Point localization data
# # # #

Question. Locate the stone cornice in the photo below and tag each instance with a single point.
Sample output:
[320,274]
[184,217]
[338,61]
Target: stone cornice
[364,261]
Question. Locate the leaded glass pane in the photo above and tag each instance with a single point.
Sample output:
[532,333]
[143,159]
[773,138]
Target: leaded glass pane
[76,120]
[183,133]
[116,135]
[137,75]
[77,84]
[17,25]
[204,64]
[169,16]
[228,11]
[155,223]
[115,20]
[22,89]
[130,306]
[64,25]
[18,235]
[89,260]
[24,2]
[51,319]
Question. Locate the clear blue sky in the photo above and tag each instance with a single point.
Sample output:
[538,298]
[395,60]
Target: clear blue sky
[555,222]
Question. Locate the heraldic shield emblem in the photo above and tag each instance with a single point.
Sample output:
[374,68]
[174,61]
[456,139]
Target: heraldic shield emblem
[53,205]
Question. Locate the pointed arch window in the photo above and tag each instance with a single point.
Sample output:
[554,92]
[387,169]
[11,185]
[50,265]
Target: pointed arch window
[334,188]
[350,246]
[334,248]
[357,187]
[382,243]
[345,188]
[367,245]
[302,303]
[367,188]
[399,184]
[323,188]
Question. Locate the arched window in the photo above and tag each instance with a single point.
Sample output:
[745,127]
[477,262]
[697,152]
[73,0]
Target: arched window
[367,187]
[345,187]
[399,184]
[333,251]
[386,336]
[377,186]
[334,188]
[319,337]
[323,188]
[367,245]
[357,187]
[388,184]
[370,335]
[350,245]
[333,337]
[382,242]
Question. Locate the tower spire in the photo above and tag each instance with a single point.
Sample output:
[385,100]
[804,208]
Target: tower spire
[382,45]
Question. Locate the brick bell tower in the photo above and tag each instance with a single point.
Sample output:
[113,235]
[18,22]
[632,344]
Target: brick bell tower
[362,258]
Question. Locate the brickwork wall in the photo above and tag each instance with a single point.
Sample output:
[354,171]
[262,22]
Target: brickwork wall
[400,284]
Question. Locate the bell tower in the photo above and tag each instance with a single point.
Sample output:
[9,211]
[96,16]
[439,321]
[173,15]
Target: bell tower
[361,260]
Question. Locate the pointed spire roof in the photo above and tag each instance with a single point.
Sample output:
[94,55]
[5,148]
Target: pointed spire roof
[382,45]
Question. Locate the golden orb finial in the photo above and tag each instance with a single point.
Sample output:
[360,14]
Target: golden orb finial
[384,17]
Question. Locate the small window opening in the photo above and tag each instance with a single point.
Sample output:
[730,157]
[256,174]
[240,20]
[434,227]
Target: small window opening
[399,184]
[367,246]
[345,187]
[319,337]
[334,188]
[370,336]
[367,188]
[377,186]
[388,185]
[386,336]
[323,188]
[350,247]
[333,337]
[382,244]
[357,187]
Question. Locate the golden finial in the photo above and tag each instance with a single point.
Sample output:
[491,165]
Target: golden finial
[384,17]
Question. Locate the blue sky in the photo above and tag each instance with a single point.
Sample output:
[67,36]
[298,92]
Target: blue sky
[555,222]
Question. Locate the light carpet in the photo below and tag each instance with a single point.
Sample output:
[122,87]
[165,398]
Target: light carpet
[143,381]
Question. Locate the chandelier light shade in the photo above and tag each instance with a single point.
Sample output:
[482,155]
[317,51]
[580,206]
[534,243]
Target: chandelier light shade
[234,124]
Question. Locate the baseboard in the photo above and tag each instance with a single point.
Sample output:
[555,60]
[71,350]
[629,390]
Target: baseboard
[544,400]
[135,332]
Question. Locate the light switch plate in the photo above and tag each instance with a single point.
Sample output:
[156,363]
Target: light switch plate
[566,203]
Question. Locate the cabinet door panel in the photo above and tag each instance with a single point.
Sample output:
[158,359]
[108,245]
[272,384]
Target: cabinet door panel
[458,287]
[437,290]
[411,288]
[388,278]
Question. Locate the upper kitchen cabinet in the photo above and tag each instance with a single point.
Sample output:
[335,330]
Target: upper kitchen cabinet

# # # #

### Exercise aim
Write the data out in full, matching every line exactly.

### Task answer
Question. Locate the stone cornice in the photo below and tag each instance with a single point.
Sample output:
[320,274]
[184,217]
[338,61]
Target: stone cornice
[364,261]
Question. Locate the leaded glass pane in the photo above and tag each instance with a single point.
Sample output:
[532,333]
[143,159]
[773,138]
Target: leaded glass pane
[76,120]
[183,133]
[116,135]
[137,75]
[77,84]
[17,25]
[204,64]
[169,16]
[228,11]
[155,223]
[115,20]
[22,89]
[130,306]
[64,25]
[18,235]
[89,260]
[24,2]
[51,319]
Question. Locate the clear blue sky in the photo above and tag each instance with a single point.
Sample output:
[538,298]
[395,60]
Target: clear blue sky
[555,222]
Question. Locate the heraldic shield emblem in the photo above and tag each instance with a single point.
Sample output:
[374,68]
[174,61]
[456,139]
Target: heraldic shield emblem
[53,205]
Question. Locate the pointed arch window in the photo above and tag each instance with a single point.
Sample output:
[554,92]
[387,169]
[11,185]
[50,265]
Target: pointed arch window
[334,188]
[350,246]
[334,248]
[357,187]
[382,243]
[345,188]
[367,245]
[302,303]
[367,188]
[399,184]
[323,188]
Question. Locate the arched window in the photo above and tag each instance with a single point.
Sample output:
[745,127]
[477,262]
[697,152]
[73,0]
Target: arched window
[367,187]
[345,187]
[399,184]
[333,251]
[386,336]
[377,186]
[334,188]
[319,337]
[323,188]
[367,245]
[357,187]
[388,184]
[370,335]
[350,245]
[333,337]
[382,242]
Question. Locate the tower spire in the photo above and tag each instance with a single point.
Sample output:
[385,100]
[804,208]
Target: tower spire
[382,45]
Question. Locate the brick bell tower in the photo above and tag each instance with a single point.
Sample output:
[113,235]
[18,22]
[632,344]
Target: brick bell tower
[362,258]
Question. Locate the brickwork wall in the photo above and tag each instance with a single point.
Sample output:
[354,171]
[262,22]
Target: brickwork wall
[400,284]
Question. Locate the bell tower in the photo above and tag each instance with a single point.
Sample output:
[9,211]
[96,16]
[439,321]
[173,15]
Target: bell tower
[361,260]
Question. Locate the pointed spire roof in the photo above and tag each instance with a single point.
Sample output:
[94,55]
[5,148]
Target: pointed spire roof
[382,45]
Question. Locate the golden orb finial in the photo above and tag each instance with a single point.
Sample output:
[360,14]
Target: golden orb finial
[384,17]
Question. Locate the small window opening in the photo above and tag each instance with a single point.
Sample output:
[730,157]
[256,174]
[240,20]
[434,227]
Target: small window opening
[399,184]
[367,246]
[345,187]
[319,337]
[334,188]
[370,336]
[367,188]
[377,186]
[388,185]
[386,336]
[323,188]
[350,247]
[333,337]
[382,244]
[357,187]
Question. Locate the golden finial in the photo above and tag each instance with a single point.
Sample output:
[491,165]
Target: golden finial
[384,17]
Question. Locate the blue sky in the photo above and tag each instance with a single point.
Sample output:
[67,36]
[298,92]
Target: blue sky
[555,222]
Question. Locate the light carpet in the photo below and tag each instance with a single point.
Sample output:
[122,87]
[165,398]
Target: light carpet
[143,381]
Question. Locate the chandelier light shade in the photo above and tag each instance with a single point.
Sample output:
[482,155]
[317,51]
[580,206]
[534,243]
Target: chandelier light shade
[234,124]
Question. Locate the baseboard in the photo above and tag each instance with a single point.
Sample output:
[555,60]
[71,350]
[629,390]
Target: baseboard
[544,400]
[135,332]
Question. Locate the light switch plate in the photo above and tag each instance with a single point.
Sample output:
[156,363]
Target: light switch plate
[566,203]
Question. Locate the cabinet door panel in the photo above and tag each instance with a single point.
Sample output:
[158,359]
[108,245]
[272,384]
Target: cabinet door panel
[458,287]
[437,290]
[411,288]
[388,278]
Question. Locate the upper kitchen cabinet in the photo above and tag each instance with a single point.
Sample output:
[335,330]
Target: upper kitchen cabinet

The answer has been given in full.